### Görevler
A. Aşağıdaki kâr ve sermaye riski konulu metne göre, serbest rekabeti korumak ve insanların temel ihtiyaçlarının istismarını önlemek için alınan önlemlerin hepsini sıralayın.
B. Aşağıdaki kâr ve sermaye riski konulu metne dayanarak şu soruları yanıtlayın:
(i) Aktarılan hadise göre şirketlerde zarara katlanma neye göre olur?
(ii) Metne göre İslâm'da faizin meşru olmamasının sebebi nedir?
(iii) Alışverişlerde fiyatlar için ölçü olarak ne alınmıştır?
C. Aşağıdaki kâr ve sermaye riski konulu metni kaldığı yerden sürdürerek yazın.

Sermaye şirketlerinde, her ortağın kâra hak kazanması, sermayesini zarar riskine sokması yüzündendir. Nitekim, zarar riskini üslenmeden ortak olanın, bu şartı geçersiz sayılır. Hadiste şöyle buyrulmuştur: “Şirketlerde kârın paylaşılması, serbest sözleşme ile belirlenir, zarara katlanma ise sermaye oranlarına göre olur.” “Müslümanlar kendi aralarında belirledikleri şart- lara uymaları gerekir. Ancak haramı helal, helalı haram kılan şart bunun dışındadır.”

İslâm’da faizin meşru olmaması, sermaye sahi- binin riske katılmaması yüzündendir. İslâm zarar riskini sermaye üzerinde tutarak, İslâmî bankaların daha kârlı ve riskli alanlara rekabet şartları içinde yatırım yapmalarını, başka bir ifade ile ticaret yaparak gelir elde etmelerini hedeflemiştir.

II) KÂR MİKTARI İÇİN BELLİ BİR SINIR  VAR MIDIR?

Âyet ve hadislerde ticaret ve kazançtan genel olarak söz edilmiş ve ekonomik hayatın belirli prensiplere göre, kendi tabii kuralları içinde yürümesi istenmiştir. Kârın da tabiî ve ahlâkî ölçüler içinde oluşması esas alınmıştır. Ancak serbest rekabet esasını korumak ve insanların temel ihtiyaçlarının istismarına engel olmak üzere de gerekli önlemler alınmıştır. Faizin, karaborsacılığın, yalan ve hilenin yasaklanması, karşılık-
sız kazanç yollarının kapatılması ve gerektiğinde narha başvurulması bunlar arasında sayılabilir.

Buna göre İslâm’da, alış-verişlerde çeşitli mallara, yüzde hesabiyle bir kâr haddi belirlenmemiştir. Genel olarak arz ve talep kanunlarına bağlı, serbest rekabet esasları içinde kendiliğinden oluşacak fiyatlar ölçü alınmıştır. Allah elçisinin, piyasa fiyatlarına müdahale etmesi ve kâr sınırlarını belirlemesi için yapılan başvurulara verdiği şu cevap modern ekonomi için de anlamlıdır: “Şüphesiz, fiyat tayin eden, darlık ve bolluk veren, rızkı veren Allah’tır. Ben, sizden birinizin mal ve can konusundaki bir haksızlıktan dolayı, hakkını benden ister olduğu halde Rabb’ime kavuşmak istemem.”

### Veriler

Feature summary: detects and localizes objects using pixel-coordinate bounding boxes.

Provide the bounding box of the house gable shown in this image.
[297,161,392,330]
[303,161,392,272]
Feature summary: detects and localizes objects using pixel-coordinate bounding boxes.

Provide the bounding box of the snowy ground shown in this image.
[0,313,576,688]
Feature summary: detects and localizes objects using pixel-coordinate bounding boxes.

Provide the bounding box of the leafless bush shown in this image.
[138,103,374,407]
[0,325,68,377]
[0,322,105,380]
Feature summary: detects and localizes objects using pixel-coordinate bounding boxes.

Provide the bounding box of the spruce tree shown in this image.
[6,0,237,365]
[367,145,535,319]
==
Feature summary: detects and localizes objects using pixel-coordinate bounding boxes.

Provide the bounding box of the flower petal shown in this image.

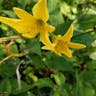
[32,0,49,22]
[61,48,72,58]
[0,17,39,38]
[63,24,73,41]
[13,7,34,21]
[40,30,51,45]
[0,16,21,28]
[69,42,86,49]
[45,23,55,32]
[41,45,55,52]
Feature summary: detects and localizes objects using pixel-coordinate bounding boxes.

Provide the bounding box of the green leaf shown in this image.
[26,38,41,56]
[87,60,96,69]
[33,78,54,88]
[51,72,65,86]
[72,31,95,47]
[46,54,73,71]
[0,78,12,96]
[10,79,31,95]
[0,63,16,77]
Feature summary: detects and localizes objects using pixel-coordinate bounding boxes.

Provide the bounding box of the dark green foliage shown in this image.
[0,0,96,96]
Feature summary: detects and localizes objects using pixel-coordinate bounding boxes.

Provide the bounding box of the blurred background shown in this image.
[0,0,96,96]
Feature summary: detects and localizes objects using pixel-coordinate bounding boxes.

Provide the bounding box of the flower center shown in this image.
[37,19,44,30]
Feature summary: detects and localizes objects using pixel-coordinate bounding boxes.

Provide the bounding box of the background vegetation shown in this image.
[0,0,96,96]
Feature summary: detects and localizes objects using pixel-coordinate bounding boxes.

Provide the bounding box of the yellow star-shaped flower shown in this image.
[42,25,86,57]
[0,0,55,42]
...
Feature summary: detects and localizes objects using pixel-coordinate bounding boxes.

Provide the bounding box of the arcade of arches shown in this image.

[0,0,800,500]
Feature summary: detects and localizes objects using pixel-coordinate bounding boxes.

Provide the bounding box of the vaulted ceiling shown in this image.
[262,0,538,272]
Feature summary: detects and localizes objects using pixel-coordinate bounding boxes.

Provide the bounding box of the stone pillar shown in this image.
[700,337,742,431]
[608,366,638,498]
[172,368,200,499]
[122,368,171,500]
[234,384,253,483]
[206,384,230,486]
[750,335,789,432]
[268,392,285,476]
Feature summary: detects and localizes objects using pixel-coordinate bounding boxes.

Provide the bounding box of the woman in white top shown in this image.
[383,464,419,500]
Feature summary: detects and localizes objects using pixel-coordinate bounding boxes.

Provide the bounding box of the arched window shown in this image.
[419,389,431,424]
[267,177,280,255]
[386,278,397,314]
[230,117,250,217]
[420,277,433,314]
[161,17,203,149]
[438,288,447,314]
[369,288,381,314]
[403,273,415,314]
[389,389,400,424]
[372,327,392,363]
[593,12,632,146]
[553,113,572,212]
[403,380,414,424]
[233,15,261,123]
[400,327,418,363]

### Görev Yanıtları
A.
- Faizin yasaklanması
- Karaborsacılığın yasaklanması
- Yalan ve hilenin yasaklanması
- Karşılıksız kazanç yollarının kapatılması
- Gerektiğinde narha başvurulması

B.
(i) Sermaye oranlarına göre olur.
(ii) Sermaye sahibinin riske katılmamasıdır.
(iii) Arz ve talep kanunlarına bağlı olarak serbest rekabet içinde kendiliğinden oluşacak fiyatlar ölçü alınmıştır.

C.
Ancak şunu belirtelim ki, satım akdinde yüzde üzerinden belirli bir kâr sınırının konulmaması, satıcının dilediği fiyata satış yapabileceği anlamına gelmez. Yalan yere yemin, malın ayıbını gizleme, malda bulunmayan niteliklerle malı övme, mâliyeti yüksek gösterme, mal darlığından yararlanma gibi yollarla müşteriyi etkileyerek piyasa fiyatının üzerine çıkmalarda “fâhiş fiyat” söz konusu olur. Burada hakkı olmayan fazlalık satıcıya meşru olmaz.

III- FÂHİŞ KÂR NEDİR? MİKTARI  YÜZDE KAÇTIR?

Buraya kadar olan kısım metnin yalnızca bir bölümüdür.